Rewrite the listing from the line with "Would you please pick out the arched" to the line with "point(883, 270)", replacing "arched niche" with "recessed alcove" and keeping everything else the same.
━━ Dataset extract
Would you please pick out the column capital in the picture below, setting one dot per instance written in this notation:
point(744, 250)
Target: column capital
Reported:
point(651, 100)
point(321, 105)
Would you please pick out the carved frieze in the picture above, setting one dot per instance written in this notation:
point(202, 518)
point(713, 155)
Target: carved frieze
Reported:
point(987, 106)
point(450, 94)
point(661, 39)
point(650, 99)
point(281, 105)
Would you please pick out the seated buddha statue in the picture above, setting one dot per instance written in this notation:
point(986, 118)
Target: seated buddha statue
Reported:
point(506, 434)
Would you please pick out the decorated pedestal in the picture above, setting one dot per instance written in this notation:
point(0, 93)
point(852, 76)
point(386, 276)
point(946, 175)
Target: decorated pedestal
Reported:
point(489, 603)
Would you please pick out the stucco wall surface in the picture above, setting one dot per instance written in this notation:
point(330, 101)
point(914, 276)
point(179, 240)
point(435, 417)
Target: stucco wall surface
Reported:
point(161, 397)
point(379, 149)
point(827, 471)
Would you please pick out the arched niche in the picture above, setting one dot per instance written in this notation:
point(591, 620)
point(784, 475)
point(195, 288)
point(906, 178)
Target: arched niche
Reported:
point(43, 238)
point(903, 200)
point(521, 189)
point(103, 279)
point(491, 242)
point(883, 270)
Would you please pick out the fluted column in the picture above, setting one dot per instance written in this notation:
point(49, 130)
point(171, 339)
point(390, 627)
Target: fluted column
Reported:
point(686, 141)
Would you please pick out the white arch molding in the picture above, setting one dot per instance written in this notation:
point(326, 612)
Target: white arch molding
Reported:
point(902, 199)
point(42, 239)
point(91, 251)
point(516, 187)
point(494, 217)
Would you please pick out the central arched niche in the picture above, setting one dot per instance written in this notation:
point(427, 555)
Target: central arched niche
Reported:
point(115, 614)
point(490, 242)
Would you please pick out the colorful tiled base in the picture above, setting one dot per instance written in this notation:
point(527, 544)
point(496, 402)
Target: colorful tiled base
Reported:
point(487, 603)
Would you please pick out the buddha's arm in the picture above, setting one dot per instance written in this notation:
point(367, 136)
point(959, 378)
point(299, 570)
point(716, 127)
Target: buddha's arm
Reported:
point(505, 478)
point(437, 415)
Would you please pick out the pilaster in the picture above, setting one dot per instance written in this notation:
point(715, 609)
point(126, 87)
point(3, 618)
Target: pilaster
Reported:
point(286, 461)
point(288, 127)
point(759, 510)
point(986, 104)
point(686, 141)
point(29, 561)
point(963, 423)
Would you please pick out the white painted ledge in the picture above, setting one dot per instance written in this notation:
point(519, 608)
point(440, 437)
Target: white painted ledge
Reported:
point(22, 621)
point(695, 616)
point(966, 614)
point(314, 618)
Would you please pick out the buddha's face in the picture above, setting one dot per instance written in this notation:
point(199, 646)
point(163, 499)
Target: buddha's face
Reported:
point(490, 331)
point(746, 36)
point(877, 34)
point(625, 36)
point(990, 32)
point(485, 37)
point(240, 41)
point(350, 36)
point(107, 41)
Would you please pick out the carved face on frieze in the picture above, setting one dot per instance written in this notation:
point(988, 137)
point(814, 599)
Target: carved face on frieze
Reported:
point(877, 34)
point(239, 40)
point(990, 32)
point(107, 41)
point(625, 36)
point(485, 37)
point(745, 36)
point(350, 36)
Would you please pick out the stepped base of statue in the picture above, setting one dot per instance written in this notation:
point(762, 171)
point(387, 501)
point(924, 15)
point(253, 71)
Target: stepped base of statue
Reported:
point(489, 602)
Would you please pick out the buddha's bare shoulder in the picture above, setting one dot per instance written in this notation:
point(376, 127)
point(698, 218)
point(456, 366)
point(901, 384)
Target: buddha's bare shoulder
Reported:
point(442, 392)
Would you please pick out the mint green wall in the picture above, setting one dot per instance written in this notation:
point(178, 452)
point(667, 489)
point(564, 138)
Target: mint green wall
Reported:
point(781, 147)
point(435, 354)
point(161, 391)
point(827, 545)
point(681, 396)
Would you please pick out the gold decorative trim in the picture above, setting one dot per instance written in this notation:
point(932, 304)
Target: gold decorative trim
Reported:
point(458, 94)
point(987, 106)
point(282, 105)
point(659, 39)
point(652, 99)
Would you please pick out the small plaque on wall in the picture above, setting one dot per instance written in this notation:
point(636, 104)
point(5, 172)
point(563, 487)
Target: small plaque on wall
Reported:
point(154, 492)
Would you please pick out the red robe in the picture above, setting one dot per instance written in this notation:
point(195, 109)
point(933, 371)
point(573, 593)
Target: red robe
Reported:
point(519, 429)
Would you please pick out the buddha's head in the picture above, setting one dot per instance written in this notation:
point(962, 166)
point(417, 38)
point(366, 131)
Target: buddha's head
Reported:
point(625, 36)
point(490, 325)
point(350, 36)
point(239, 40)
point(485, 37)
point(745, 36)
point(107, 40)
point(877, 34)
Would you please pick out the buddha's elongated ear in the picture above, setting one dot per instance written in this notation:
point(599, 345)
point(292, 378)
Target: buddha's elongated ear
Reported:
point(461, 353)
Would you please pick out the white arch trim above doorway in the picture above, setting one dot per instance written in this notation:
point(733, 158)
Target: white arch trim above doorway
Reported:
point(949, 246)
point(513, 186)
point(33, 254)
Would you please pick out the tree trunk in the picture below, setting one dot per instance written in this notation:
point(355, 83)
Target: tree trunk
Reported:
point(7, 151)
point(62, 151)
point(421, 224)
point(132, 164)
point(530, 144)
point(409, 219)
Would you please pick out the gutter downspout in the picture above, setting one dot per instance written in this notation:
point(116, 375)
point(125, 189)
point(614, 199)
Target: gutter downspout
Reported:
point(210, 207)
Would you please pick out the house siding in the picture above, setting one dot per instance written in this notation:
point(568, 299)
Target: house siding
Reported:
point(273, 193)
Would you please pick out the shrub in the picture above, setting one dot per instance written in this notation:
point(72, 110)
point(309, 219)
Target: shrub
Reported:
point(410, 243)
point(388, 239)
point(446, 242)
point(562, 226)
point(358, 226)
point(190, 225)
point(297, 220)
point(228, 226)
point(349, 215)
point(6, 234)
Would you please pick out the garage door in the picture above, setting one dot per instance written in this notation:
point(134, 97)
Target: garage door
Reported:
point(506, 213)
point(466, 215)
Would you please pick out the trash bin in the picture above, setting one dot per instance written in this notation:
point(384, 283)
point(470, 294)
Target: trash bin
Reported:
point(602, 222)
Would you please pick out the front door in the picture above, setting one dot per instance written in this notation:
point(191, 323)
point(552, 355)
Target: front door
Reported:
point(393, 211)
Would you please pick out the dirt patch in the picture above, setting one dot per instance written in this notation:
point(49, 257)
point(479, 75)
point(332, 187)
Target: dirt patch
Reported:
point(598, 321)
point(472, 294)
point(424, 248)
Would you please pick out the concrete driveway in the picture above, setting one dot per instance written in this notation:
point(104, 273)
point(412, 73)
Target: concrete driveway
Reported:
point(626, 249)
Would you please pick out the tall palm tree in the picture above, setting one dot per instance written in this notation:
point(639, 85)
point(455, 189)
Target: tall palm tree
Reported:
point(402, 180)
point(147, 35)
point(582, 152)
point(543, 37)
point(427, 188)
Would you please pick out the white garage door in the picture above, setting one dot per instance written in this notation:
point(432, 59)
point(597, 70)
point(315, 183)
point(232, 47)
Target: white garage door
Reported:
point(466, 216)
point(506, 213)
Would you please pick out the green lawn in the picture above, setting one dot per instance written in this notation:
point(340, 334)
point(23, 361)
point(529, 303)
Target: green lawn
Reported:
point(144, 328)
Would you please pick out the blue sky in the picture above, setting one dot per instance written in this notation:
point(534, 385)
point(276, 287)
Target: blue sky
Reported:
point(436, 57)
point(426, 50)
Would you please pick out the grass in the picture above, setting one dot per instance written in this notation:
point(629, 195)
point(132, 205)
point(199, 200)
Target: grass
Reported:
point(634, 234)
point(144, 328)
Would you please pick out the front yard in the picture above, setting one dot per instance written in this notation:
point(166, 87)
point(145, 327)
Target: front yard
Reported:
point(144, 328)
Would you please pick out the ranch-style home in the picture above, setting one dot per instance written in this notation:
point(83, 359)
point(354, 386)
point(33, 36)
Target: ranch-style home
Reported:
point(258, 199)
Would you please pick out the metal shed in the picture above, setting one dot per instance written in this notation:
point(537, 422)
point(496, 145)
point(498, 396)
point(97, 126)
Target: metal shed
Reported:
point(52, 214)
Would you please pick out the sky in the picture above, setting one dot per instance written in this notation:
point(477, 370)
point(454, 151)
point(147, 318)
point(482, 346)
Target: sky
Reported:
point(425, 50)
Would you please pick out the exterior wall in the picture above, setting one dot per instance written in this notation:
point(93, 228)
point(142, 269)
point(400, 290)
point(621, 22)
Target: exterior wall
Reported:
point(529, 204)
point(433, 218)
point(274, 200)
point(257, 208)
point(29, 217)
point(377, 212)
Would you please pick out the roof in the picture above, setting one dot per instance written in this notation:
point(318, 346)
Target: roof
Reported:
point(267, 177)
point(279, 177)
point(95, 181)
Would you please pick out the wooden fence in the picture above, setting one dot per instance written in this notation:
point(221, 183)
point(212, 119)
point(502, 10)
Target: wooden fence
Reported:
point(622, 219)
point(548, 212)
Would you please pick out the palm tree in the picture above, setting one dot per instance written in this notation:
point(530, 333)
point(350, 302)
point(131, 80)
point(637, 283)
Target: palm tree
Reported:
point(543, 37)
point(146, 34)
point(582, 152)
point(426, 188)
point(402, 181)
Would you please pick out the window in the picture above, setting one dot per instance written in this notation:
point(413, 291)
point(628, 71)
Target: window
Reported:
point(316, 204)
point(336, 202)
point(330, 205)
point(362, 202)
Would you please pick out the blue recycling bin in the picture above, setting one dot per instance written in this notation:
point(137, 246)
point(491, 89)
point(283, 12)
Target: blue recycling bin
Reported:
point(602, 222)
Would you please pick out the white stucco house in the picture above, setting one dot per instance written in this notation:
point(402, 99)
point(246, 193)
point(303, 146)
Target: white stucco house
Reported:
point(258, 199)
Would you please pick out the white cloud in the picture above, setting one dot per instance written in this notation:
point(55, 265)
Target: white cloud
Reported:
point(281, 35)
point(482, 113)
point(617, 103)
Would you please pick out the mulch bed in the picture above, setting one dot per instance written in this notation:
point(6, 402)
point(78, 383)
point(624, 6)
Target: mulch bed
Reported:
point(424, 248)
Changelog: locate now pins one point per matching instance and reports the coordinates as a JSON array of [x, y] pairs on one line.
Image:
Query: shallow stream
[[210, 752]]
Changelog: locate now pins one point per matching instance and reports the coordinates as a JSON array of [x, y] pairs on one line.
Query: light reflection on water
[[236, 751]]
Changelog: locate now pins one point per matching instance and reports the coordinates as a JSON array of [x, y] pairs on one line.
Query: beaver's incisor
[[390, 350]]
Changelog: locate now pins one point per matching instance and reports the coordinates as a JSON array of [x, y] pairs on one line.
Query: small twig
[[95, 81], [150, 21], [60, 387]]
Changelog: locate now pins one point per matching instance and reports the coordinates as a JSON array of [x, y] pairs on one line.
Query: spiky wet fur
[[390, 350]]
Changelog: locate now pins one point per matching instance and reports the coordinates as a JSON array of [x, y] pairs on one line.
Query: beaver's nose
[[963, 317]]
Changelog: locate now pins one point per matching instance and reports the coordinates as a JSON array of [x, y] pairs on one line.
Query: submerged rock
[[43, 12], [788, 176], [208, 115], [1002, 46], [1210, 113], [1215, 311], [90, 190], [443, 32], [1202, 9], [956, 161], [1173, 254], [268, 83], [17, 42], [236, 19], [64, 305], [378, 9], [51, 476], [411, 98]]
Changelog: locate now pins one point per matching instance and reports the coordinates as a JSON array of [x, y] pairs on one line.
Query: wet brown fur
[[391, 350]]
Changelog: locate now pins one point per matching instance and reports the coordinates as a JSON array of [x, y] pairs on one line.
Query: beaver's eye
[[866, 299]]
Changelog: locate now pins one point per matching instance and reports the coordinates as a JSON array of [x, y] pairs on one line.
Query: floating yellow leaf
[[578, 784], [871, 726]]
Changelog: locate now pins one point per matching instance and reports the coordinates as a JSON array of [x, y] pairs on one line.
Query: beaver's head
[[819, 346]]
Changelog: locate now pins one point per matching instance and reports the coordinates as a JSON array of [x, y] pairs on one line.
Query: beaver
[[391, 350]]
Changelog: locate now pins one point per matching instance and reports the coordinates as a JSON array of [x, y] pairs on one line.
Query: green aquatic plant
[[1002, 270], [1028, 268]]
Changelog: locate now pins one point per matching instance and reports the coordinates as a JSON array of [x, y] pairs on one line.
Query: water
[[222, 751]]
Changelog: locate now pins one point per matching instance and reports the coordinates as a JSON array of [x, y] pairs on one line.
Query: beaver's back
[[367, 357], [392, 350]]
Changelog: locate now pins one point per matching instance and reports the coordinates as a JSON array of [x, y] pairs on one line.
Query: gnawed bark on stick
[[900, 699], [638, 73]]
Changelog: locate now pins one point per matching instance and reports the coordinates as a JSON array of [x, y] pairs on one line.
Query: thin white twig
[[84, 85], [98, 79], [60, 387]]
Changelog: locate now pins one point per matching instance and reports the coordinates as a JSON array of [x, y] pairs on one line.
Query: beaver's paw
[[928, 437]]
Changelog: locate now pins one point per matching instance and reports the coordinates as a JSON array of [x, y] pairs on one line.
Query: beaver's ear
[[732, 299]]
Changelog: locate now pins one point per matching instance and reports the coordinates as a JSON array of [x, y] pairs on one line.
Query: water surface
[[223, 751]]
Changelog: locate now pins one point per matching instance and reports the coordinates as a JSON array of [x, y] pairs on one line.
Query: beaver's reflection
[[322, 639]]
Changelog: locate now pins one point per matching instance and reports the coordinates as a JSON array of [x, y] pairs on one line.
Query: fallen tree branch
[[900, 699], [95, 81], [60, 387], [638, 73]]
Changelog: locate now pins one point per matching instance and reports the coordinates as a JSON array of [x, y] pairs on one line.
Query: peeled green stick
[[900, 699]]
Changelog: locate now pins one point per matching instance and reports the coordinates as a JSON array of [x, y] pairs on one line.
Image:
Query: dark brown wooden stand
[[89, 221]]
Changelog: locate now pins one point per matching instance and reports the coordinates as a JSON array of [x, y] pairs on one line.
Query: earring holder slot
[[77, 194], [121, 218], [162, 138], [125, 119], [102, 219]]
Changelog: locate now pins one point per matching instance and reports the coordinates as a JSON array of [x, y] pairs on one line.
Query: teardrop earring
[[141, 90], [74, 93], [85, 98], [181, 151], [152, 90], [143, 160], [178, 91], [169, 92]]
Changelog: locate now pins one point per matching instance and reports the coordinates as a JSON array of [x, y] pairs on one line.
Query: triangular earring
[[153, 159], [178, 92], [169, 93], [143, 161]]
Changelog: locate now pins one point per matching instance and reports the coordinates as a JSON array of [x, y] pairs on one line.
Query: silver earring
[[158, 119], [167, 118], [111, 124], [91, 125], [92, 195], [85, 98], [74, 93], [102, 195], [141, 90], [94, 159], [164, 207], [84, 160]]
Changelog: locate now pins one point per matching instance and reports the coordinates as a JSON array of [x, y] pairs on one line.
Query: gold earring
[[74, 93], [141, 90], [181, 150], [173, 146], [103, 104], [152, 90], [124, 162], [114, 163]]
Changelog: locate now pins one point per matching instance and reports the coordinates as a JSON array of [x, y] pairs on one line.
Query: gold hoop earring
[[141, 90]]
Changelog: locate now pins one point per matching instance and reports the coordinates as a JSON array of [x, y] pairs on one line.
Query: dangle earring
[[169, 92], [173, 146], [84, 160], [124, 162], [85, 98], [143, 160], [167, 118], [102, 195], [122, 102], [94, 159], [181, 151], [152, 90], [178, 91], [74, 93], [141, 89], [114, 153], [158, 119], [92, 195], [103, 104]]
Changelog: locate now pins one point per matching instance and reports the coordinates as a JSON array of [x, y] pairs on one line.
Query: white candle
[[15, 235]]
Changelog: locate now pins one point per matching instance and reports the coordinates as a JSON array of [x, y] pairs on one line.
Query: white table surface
━━━━
Answer in full.
Would you please pick out the recessed alcove in the picture above, setting one dot per instance written in this notation:
point(591, 620)
point(784, 475)
point(195, 288)
point(906, 178)
Target: recessed alcove
Reported:
point(43, 238)
point(903, 200)
point(521, 189)
point(103, 279)
point(491, 242)
point(883, 270)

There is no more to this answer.